→ WORK TO COMPLETE
Output the full listing below exactly as it reads, and skip anything that is a picture.

→ DATASET EXTRACT
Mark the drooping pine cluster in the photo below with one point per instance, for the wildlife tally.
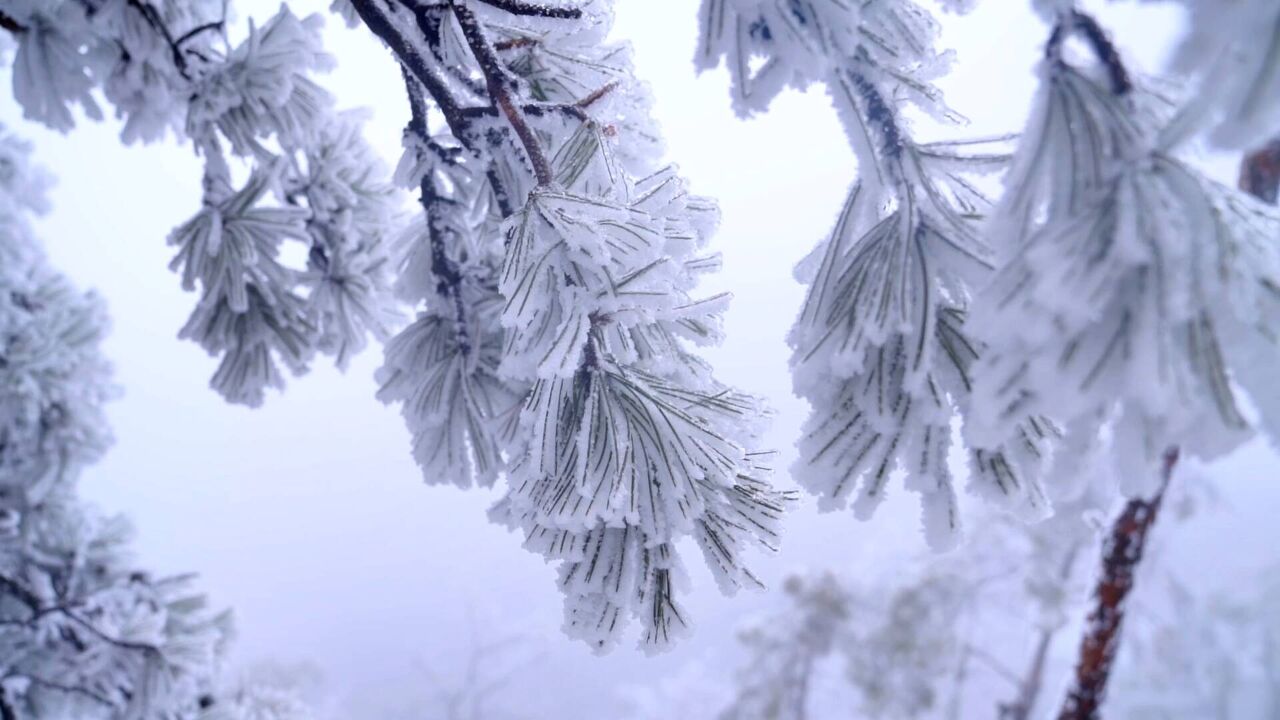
(1112, 296)
(83, 632)
(552, 265)
(882, 350)
(170, 65)
(557, 261)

→ ANSWER FOR THIS EXERCISE
Mark the drooping pine cluster in the photo below with one point per instance, for the wildlife tally.
(1112, 296)
(83, 632)
(552, 265)
(882, 350)
(170, 65)
(557, 261)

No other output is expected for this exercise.